> _TRY IT_: Repeat the entries without change, omitting the pictures.

======

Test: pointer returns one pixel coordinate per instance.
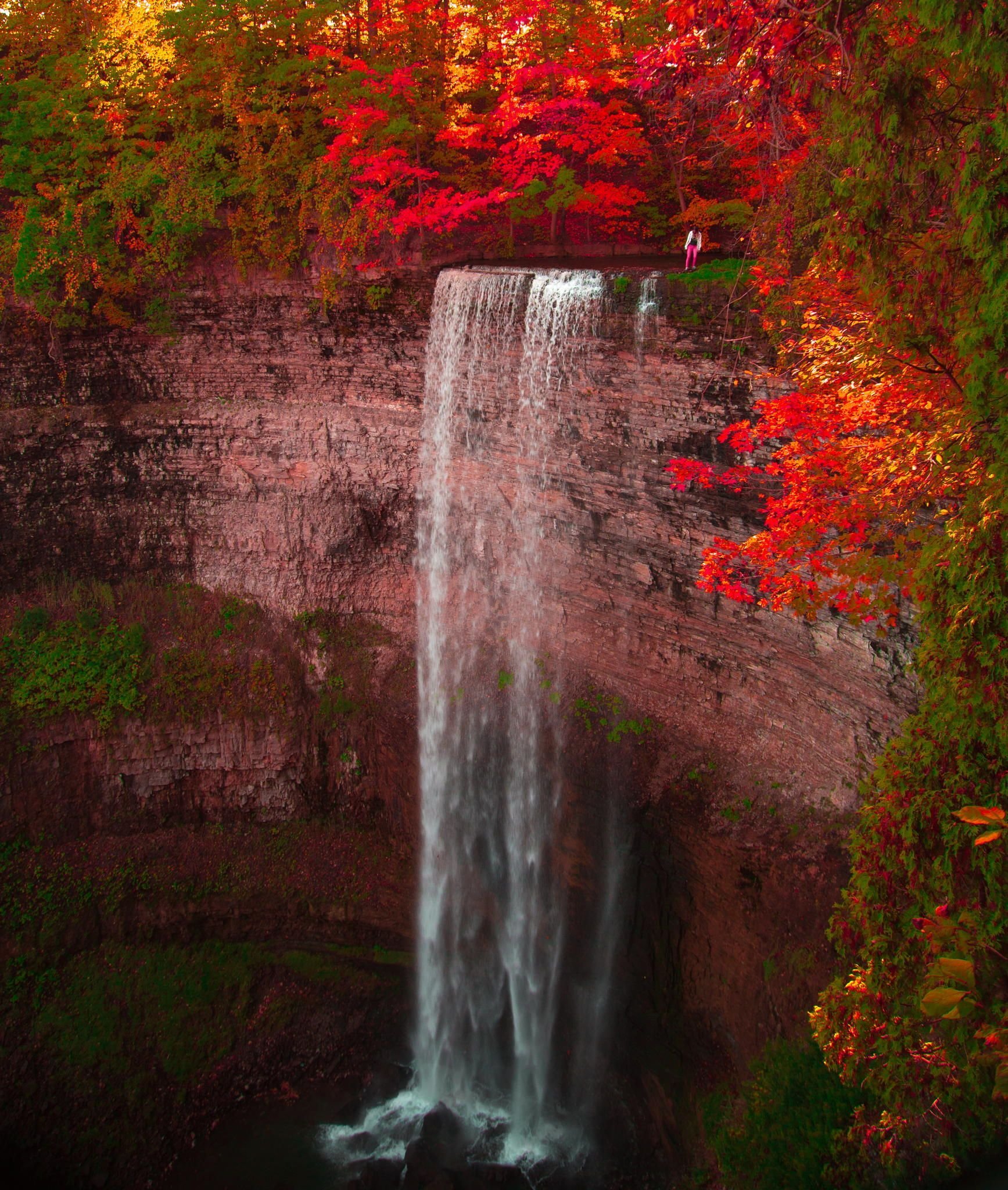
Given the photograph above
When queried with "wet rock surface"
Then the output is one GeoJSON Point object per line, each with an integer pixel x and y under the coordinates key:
{"type": "Point", "coordinates": [272, 449]}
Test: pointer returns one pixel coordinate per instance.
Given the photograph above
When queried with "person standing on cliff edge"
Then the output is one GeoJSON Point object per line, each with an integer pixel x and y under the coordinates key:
{"type": "Point", "coordinates": [694, 242]}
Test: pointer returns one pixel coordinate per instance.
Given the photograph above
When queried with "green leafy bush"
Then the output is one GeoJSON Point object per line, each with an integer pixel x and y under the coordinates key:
{"type": "Point", "coordinates": [51, 668]}
{"type": "Point", "coordinates": [780, 1132]}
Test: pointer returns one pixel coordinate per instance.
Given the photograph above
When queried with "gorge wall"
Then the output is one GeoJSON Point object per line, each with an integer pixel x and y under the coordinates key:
{"type": "Point", "coordinates": [269, 447]}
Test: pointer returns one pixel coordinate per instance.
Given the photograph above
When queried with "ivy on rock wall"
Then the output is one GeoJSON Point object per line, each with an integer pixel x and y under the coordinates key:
{"type": "Point", "coordinates": [883, 279]}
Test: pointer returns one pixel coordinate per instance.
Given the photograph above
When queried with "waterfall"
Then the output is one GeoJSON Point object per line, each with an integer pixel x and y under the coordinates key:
{"type": "Point", "coordinates": [490, 920]}
{"type": "Point", "coordinates": [505, 354]}
{"type": "Point", "coordinates": [645, 319]}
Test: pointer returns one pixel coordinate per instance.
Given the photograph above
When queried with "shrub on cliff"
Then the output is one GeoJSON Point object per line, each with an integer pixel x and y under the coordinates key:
{"type": "Point", "coordinates": [779, 1133]}
{"type": "Point", "coordinates": [51, 666]}
{"type": "Point", "coordinates": [175, 653]}
{"type": "Point", "coordinates": [884, 278]}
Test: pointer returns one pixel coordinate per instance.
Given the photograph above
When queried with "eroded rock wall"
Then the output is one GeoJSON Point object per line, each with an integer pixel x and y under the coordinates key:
{"type": "Point", "coordinates": [271, 447]}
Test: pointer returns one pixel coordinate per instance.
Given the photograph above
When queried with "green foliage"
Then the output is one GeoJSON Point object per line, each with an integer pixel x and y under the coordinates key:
{"type": "Point", "coordinates": [184, 1007]}
{"type": "Point", "coordinates": [82, 665]}
{"type": "Point", "coordinates": [177, 653]}
{"type": "Point", "coordinates": [732, 273]}
{"type": "Point", "coordinates": [599, 711]}
{"type": "Point", "coordinates": [780, 1131]}
{"type": "Point", "coordinates": [378, 295]}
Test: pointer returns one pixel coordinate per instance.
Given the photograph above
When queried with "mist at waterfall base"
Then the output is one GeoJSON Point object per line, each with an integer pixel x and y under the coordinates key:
{"type": "Point", "coordinates": [511, 1015]}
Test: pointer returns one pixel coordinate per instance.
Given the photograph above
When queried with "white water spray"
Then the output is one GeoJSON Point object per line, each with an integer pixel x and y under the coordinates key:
{"type": "Point", "coordinates": [506, 349]}
{"type": "Point", "coordinates": [490, 902]}
{"type": "Point", "coordinates": [645, 319]}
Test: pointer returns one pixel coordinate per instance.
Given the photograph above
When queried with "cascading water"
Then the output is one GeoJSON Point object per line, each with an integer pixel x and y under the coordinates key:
{"type": "Point", "coordinates": [645, 319]}
{"type": "Point", "coordinates": [506, 345]}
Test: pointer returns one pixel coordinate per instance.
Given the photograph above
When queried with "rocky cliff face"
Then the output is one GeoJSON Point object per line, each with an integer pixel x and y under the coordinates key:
{"type": "Point", "coordinates": [269, 447]}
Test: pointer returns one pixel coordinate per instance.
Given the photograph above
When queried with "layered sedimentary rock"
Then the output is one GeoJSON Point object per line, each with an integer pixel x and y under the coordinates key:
{"type": "Point", "coordinates": [269, 445]}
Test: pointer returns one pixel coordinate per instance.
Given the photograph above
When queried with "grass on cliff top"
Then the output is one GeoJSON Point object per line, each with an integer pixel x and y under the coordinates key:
{"type": "Point", "coordinates": [174, 653]}
{"type": "Point", "coordinates": [730, 271]}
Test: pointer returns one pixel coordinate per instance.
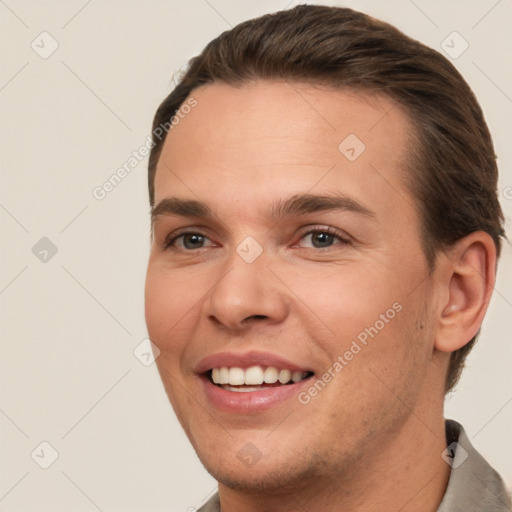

======

> _PROBLEM SOLUTION_:
Test: pointer returns one pixel coordinate per instance.
Given the photograph above
When queried with "wet rock surface"
Then the output is one GeoJSON Point object per line, each with an integer pixel x and y under the coordinates key:
{"type": "Point", "coordinates": [272, 449]}
Test: pointer returns one pixel coordinate per instance.
Given the photograph above
When queried with "person standing on cliff edge"
Then the output is one GeoJSON Point object per line, each with an integer pixel x and y under the coordinates key:
{"type": "Point", "coordinates": [694, 242]}
Test: pointer returns one pixel coordinate per instance.
Given the photograph above
When queried with "green leafy bush"
Then the output is one GeoJSON Point object per line, each with an integer pixel x and y under the coordinates key:
{"type": "Point", "coordinates": [51, 668]}
{"type": "Point", "coordinates": [780, 1132]}
Test: pointer returns one pixel coordinate per instance.
Given the photograph above
When queried with "gorge wall"
Then the output is one GeoJSON Point object per line, each with an integer pixel x and y under the coordinates key:
{"type": "Point", "coordinates": [269, 447]}
Test: pointer returns one pixel coordinate per instance.
Given the photograph above
When queried with "ivy on rock wall"
Then the output is one GeoJSON Point object per line, each with an integer pixel x and y under the coordinates key:
{"type": "Point", "coordinates": [883, 279]}
Test: pointer returns one pixel coordinate per instance.
Given the photograph above
When queried with "waterfall"
Then the output is one GeoJSON Point object per line, each with an integer pixel x and y under the coordinates key:
{"type": "Point", "coordinates": [490, 920]}
{"type": "Point", "coordinates": [505, 354]}
{"type": "Point", "coordinates": [645, 319]}
Test: pointer returns one pixel coordinate per instance.
Given the photograph above
When queried with "shrub on cliff"
Then the output is one GeoJSON Point object per line, each with an integer pixel x and y under the coordinates key:
{"type": "Point", "coordinates": [779, 1133]}
{"type": "Point", "coordinates": [51, 666]}
{"type": "Point", "coordinates": [175, 653]}
{"type": "Point", "coordinates": [884, 278]}
Test: pointer returns one pixel coordinate per instance.
Given the photograph above
When queried with "eroded rock wall"
Then the output is one GeoJSON Point object per line, each with an integer pixel x and y under the coordinates key:
{"type": "Point", "coordinates": [271, 447]}
Test: pointer returns one pixel coordinate per instance.
Given the photograph above
When queried with "green foliage"
Then the output is one GeoJSON Point object per line, each with an integer pixel x and y under the coordinates key:
{"type": "Point", "coordinates": [184, 1007]}
{"type": "Point", "coordinates": [82, 665]}
{"type": "Point", "coordinates": [177, 653]}
{"type": "Point", "coordinates": [732, 273]}
{"type": "Point", "coordinates": [599, 711]}
{"type": "Point", "coordinates": [780, 1131]}
{"type": "Point", "coordinates": [378, 295]}
Test: pointer returns one pixel coordinate per instance.
Given the photograph above
When queried with "mist at waterfall base"
Then the output is one GeoJSON Point object per line, each with an integer pixel x and y under the coordinates key:
{"type": "Point", "coordinates": [511, 1015]}
Test: pointer returns one pixel coordinate per instance.
Given the photograph above
When queried with "white water spray"
Then the output is one GeoJSON Point object per line, each with an integer pixel x and y under the coordinates key:
{"type": "Point", "coordinates": [506, 349]}
{"type": "Point", "coordinates": [490, 902]}
{"type": "Point", "coordinates": [645, 319]}
Test: pointer returns one pixel coordinate per instance.
Given the photograph above
When queried with "cascading water"
Then the output is one GeoJSON Point object per line, each with an integer pixel x and y under the coordinates key:
{"type": "Point", "coordinates": [645, 319]}
{"type": "Point", "coordinates": [506, 345]}
Test: pointer returns one pixel coordinate per instance.
Given the photograph above
When queried with "rocky cliff face"
Then the output is one GeoJSON Point object per line, each with an integer pixel x and y under the coordinates key:
{"type": "Point", "coordinates": [269, 447]}
Test: pointer returns one pixel coordinate per instance.
Given the photograph above
When queried with "layered sedimentary rock"
Then the output is one GeoJSON Point object per line, each with an integer pixel x and y under the coordinates key:
{"type": "Point", "coordinates": [269, 445]}
Test: pointer returns one pixel coordinate per instance.
Given the photograph above
When queried with "grass on cliff top"
Then the output is one GeoJSON Point object per line, each with an integer pixel x and y under the coordinates key:
{"type": "Point", "coordinates": [174, 653]}
{"type": "Point", "coordinates": [730, 271]}
Test: pointer returns one pixel coordinate per instance.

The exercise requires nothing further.